▶ Record extracts:
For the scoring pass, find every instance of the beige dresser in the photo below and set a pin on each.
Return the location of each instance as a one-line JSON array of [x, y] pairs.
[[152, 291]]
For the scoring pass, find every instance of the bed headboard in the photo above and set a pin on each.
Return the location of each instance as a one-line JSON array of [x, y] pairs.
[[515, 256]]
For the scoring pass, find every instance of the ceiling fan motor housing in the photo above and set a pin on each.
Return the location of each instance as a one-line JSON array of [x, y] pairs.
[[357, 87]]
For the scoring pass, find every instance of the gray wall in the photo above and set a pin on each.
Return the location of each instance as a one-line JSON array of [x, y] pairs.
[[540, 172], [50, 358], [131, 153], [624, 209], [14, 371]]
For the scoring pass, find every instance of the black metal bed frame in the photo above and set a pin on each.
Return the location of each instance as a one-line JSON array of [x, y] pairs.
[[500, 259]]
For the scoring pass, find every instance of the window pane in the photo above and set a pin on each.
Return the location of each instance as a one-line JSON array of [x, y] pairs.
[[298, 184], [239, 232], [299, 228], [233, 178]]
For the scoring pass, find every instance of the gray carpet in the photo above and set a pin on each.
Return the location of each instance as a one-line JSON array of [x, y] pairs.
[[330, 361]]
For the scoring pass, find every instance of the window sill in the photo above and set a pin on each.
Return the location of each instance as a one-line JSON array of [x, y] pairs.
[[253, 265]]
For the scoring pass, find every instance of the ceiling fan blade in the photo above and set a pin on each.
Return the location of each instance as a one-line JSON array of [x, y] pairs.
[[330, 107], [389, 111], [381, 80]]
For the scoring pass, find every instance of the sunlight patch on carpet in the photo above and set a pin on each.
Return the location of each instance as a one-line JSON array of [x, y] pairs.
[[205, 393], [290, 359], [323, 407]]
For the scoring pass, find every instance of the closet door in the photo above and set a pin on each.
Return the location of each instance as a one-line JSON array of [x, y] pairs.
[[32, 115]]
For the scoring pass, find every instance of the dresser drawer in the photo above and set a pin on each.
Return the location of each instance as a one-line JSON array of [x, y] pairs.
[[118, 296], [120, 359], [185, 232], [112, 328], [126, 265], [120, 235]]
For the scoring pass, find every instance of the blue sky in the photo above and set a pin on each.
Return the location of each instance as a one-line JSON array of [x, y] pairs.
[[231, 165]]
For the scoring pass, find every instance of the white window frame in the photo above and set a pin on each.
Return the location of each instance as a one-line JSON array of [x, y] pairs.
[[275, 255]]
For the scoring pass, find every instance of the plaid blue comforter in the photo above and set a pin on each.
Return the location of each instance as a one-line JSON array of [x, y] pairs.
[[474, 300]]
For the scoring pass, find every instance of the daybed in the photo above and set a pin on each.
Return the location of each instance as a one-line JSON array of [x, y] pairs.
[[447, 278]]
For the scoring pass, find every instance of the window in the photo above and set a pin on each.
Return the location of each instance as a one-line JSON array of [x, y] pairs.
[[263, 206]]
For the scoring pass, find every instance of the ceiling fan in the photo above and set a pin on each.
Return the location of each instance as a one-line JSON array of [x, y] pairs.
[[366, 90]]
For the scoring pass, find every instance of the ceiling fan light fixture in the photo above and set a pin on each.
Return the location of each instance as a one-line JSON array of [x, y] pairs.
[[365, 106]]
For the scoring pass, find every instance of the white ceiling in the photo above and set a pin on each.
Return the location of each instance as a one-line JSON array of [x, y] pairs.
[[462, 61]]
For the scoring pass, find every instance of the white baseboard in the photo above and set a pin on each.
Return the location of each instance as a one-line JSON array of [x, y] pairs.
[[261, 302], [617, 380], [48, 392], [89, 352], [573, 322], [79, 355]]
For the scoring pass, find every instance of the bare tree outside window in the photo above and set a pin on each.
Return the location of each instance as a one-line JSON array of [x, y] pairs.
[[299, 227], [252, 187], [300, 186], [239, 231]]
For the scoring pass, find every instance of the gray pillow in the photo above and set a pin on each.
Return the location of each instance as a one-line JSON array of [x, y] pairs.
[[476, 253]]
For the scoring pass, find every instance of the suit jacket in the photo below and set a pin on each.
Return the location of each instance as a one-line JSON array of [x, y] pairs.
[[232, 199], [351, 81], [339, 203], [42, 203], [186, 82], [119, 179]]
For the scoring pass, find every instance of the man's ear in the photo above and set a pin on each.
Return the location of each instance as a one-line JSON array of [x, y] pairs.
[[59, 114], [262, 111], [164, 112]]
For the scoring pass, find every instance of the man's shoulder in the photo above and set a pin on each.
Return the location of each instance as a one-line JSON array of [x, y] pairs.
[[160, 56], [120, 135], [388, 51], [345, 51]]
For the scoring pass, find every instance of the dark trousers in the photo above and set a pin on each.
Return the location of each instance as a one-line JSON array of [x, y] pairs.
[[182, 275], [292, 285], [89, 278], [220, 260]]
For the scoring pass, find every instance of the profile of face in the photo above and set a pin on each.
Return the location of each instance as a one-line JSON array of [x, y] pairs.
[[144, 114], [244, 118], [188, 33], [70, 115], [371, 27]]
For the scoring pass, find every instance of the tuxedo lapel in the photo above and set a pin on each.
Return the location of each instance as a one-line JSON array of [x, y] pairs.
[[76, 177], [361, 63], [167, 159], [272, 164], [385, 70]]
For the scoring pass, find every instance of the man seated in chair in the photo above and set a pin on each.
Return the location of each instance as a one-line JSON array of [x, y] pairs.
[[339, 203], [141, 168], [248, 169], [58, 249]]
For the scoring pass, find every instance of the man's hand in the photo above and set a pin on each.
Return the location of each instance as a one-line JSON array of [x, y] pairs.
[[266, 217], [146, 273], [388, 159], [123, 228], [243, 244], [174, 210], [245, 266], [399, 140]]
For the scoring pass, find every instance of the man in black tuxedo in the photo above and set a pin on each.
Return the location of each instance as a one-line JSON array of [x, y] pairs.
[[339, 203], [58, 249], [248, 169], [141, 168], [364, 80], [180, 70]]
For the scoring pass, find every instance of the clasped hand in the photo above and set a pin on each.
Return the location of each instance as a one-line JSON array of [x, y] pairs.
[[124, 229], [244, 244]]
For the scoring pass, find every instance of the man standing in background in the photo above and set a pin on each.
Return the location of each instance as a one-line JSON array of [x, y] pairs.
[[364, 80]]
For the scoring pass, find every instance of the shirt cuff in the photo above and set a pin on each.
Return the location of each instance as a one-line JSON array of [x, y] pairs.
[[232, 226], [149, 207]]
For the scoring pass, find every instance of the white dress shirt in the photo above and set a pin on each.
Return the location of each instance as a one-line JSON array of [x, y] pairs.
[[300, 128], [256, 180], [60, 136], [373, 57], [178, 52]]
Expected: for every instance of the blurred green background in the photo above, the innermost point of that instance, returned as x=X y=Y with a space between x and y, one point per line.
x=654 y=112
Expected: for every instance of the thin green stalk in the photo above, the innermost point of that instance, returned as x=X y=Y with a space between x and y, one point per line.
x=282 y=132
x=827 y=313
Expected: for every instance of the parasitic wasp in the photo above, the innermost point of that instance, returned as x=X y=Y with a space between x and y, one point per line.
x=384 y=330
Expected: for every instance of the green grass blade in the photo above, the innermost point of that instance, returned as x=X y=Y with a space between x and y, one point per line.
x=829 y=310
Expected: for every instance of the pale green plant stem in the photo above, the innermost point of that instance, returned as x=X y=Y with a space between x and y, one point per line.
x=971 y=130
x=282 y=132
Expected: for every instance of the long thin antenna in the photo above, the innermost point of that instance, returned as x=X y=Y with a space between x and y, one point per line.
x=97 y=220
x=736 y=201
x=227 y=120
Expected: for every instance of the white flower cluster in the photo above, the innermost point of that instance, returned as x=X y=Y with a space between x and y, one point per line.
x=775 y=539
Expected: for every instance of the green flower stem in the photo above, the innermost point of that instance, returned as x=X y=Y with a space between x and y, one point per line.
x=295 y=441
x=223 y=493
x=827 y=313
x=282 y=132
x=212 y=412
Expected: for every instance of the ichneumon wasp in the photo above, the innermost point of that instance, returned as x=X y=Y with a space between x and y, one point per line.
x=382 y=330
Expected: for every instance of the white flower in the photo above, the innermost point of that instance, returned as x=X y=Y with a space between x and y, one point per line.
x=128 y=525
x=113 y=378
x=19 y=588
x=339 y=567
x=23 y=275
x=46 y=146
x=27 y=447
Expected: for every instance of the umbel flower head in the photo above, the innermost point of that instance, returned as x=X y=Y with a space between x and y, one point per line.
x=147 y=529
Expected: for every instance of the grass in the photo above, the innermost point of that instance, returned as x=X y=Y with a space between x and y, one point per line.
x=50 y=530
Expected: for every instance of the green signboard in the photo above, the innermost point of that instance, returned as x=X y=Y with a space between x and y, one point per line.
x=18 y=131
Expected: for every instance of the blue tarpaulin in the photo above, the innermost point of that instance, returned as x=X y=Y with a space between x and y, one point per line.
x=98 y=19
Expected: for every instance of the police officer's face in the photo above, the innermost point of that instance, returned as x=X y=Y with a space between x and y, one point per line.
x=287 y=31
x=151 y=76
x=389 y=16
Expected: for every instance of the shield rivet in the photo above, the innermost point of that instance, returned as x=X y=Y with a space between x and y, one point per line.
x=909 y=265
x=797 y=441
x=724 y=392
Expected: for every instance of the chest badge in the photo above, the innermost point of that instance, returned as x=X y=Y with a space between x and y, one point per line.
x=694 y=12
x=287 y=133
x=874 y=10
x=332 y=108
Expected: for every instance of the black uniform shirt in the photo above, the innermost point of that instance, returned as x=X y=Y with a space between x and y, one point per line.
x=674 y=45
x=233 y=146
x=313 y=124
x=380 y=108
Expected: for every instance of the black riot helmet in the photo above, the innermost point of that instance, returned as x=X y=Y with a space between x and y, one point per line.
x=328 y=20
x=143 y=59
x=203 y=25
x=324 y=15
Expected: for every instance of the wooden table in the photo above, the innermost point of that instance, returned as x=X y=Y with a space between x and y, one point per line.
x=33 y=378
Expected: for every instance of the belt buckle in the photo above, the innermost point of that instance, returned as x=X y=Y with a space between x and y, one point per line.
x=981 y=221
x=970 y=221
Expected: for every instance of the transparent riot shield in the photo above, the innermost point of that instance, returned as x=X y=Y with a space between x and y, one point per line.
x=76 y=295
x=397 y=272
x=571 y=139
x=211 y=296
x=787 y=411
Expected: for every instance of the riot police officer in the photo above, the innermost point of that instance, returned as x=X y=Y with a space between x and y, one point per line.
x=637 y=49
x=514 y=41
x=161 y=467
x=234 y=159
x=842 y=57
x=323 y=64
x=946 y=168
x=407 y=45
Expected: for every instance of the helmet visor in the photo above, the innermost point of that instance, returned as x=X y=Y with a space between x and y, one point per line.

▶ What the exercise asks: Return the line that contains "Expected: for every instance of the belt" and all lines after it, verbatim, and nothing else.

▶ Expected answer:
Expected: for every instance of the belt buckle in the photo above, the innermost point of that instance, returned as x=X y=Y with a space between x and y, one point per line.
x=981 y=221
x=970 y=221
Expected: for every instance of the transparent riot shield in the photo above, the innermost point of that instance, returned as x=X y=Y with a space between x and y, one point per line.
x=76 y=295
x=397 y=272
x=571 y=139
x=211 y=296
x=787 y=411
Expected: for every instance of the riot police officer in the photo above, the innermost point of that instance, returned as x=X y=Y with a space between x and y, one point per line.
x=637 y=49
x=514 y=41
x=161 y=467
x=234 y=159
x=842 y=57
x=323 y=64
x=946 y=168
x=407 y=45
Expected: for every instance of the helmet visor in the photo above, the innermost point of that instance, returned as x=X y=Y with a space between x and y, one point per line.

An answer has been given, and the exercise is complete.